Task goal ::
Copy each of the following lines word for word, keeping every character unchanged.

Supplied data ::

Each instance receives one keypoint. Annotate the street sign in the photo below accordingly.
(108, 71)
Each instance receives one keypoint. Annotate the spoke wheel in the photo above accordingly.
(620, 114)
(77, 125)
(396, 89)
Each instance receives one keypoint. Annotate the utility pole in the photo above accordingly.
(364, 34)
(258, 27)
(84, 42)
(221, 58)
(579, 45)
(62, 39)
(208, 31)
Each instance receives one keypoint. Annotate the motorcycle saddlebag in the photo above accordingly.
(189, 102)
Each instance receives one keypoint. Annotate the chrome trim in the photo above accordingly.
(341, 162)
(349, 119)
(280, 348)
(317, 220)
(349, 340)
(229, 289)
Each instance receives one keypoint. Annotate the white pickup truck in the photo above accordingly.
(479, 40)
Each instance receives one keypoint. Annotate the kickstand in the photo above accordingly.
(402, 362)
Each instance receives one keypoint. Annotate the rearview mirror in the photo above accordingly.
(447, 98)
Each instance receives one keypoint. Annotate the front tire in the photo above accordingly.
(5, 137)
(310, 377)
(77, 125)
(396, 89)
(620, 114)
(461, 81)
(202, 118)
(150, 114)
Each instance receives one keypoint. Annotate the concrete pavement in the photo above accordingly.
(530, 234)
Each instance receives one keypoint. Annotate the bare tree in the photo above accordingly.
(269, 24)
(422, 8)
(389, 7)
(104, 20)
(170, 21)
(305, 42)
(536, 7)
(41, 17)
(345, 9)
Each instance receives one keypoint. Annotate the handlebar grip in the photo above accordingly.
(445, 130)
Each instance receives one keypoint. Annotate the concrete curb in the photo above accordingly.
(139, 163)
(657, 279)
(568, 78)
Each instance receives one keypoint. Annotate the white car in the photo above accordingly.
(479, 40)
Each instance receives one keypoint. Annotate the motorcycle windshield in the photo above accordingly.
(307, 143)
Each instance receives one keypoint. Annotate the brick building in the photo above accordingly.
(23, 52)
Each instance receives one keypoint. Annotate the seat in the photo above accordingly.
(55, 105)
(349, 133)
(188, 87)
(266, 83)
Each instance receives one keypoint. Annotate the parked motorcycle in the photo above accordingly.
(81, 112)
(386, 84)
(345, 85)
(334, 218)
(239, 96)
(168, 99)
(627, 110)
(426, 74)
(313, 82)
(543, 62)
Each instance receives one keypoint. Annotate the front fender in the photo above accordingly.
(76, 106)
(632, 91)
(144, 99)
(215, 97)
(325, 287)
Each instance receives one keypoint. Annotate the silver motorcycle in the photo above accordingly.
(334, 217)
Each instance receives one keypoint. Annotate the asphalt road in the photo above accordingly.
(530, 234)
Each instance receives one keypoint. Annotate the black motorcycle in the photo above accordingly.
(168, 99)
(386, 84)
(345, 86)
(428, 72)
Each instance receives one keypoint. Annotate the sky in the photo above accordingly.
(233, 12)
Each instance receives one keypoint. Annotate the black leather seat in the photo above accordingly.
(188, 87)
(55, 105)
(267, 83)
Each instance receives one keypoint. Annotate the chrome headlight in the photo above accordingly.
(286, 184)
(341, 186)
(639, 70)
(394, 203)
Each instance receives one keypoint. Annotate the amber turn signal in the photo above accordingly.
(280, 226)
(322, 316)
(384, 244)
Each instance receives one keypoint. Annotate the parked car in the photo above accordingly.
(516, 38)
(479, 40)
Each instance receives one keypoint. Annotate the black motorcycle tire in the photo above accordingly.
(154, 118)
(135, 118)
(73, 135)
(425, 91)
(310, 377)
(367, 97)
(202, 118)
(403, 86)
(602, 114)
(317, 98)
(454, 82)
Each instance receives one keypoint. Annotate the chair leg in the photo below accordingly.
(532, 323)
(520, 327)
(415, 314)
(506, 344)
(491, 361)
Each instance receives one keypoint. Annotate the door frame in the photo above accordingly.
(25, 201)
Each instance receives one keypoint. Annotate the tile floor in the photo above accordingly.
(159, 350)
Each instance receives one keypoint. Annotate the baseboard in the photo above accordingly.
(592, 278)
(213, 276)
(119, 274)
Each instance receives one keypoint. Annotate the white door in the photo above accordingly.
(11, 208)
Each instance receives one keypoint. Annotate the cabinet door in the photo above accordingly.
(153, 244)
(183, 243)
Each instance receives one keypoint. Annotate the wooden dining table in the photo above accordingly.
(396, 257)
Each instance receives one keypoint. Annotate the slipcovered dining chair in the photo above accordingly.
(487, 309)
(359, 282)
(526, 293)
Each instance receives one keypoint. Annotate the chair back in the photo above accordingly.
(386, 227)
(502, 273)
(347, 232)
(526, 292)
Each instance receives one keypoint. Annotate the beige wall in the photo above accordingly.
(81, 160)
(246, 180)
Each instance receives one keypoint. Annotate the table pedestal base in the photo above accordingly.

Answer below ::
Each instance receives one keypoint. Annotate the street sign in the photo below accordingly.
(108, 71)
Each instance receives one keypoint. Annotate the spoke wheel in the photo above accordingly.
(620, 114)
(77, 125)
(396, 89)
Each instance receives one keypoint. Annotate the utility pole in the photo above accordingly.
(364, 34)
(258, 27)
(84, 42)
(221, 58)
(579, 45)
(62, 39)
(208, 31)
Each instance receives one keypoint. Annotate the motorcycle saddlebag in the photo above accordingly.
(189, 102)
Each instance receives one keypoint. Annotate the chrome trim in the photo above accordingly.
(341, 162)
(349, 119)
(280, 348)
(317, 220)
(349, 340)
(229, 289)
Each instance receives one keypoint. Annotate the white pickup truck in the photo above accordingly.
(479, 40)
Each instance receives one keypoint. Annotate the kickstand in the photo above accordingly.
(402, 362)
Each instance receives one keypoint. Annotate the rearview mirror in the photo above accordingly.
(447, 98)
Each instance receives one keypoint. Annotate the front tire in the photo above accordingly.
(5, 137)
(310, 377)
(77, 125)
(396, 89)
(620, 114)
(461, 81)
(202, 118)
(150, 114)
Each instance receives one keypoint. Annotate the concrete pavement in the photo above accordingly.
(530, 234)
Each instance receives one keypoint. Annotate the bare tree in the photo above accordingly.
(269, 24)
(422, 8)
(389, 7)
(104, 20)
(170, 21)
(305, 42)
(536, 7)
(41, 17)
(345, 9)
Each instance receives one keypoint. Annotate the handlebar grip in the photo above accordingly.
(445, 130)
Each instance receives one keypoint. Annotate the concrete curb in the photo above accordingly.
(139, 163)
(657, 279)
(568, 78)
Each instance receives one keypoint. Annotate the white car in the photo above accordingly.
(479, 40)
Each instance receives one keypoint. Annotate the motorcycle windshield in the photo above accordingly.
(307, 143)
Each instance receives one keypoint. Annotate the brick building in the photo above accordingly.
(23, 52)
Each instance receives one keypoint. Annotate the seat in the photo above accordingly.
(55, 105)
(349, 133)
(188, 87)
(266, 83)
Each instance receives one keypoint. Annotate the parked motorcycle in the photo above accordingly.
(81, 112)
(386, 84)
(345, 85)
(334, 218)
(239, 96)
(168, 99)
(627, 110)
(426, 74)
(313, 82)
(543, 62)
Each instance receives one keypoint. Annotate the front fender in the photo above accordingly.
(76, 106)
(632, 91)
(144, 99)
(215, 97)
(325, 287)
Each instance receives one keypoint. Annotate the silver motorcycle in the photo above accordingly.
(334, 217)
Each instance receives one keypoint. Annotate the asphalt road in the photo above accordingly.
(530, 234)
Each instance receives one keypoint. Annotate the black motorcycle in the photo above accordingly.
(168, 99)
(386, 84)
(345, 86)
(428, 72)
Each instance receives one keypoint. Annotate the sky in the photo above accordingly.
(233, 12)
Each instance receives one keypoint. Annotate the black leather seat in the photo above accordingly.
(188, 87)
(55, 105)
(267, 83)
Each instance receives one keypoint. Annotate the chrome headlight in the photo above accordingly.
(286, 184)
(341, 186)
(639, 70)
(394, 203)
Each instance receives one keypoint. Annotate the amber turn signal in the photo above accordingly.
(280, 226)
(322, 316)
(384, 244)
Each instance receives one keypoint. Annotate the parked car in the photo above accordingly.
(516, 38)
(479, 40)
Each instance receives one keypoint. Annotate the black motorcycle tire in the photo above accordingly.
(154, 118)
(135, 118)
(73, 135)
(425, 91)
(310, 377)
(367, 97)
(202, 118)
(403, 86)
(602, 114)
(317, 98)
(454, 82)
Each instance receives one keypoint. Annotate the chair leg in the photo below accordingly.
(532, 323)
(520, 327)
(415, 314)
(506, 344)
(491, 361)
Each instance receives one keypoint. Annotate the door frame in the photo above accordingly.
(25, 201)
Each instance receives one keypoint. Annotate the tile floor in the photo above accordingly.
(159, 350)
Each instance receives one keypoint. Annotate the baseboard in the photo above accordingly.
(592, 278)
(213, 276)
(119, 274)
Each instance receives one keypoint. Annotate the white door in the photo above accordingly.
(11, 208)
Each instance receives one keypoint. Annotate the cabinet door in the photo above accordingly.
(153, 244)
(183, 243)
Each instance receives one keypoint. Annotate the wooden dining table in the photo above accordingly.
(396, 257)
Each instance receives one keypoint. Annotate the slipcovered dining chair in the photo above accordingly.
(487, 309)
(359, 282)
(526, 293)
Each instance receives one keypoint. Annotate the chair back in the photo above accordingly.
(386, 227)
(502, 273)
(347, 232)
(526, 292)
Each instance receives one keypoint. Annotate the beige wall in the photo above accordingly.
(81, 160)
(246, 180)
Each instance receives one keypoint. Annotate the table pedestal base in the photo above accordingly.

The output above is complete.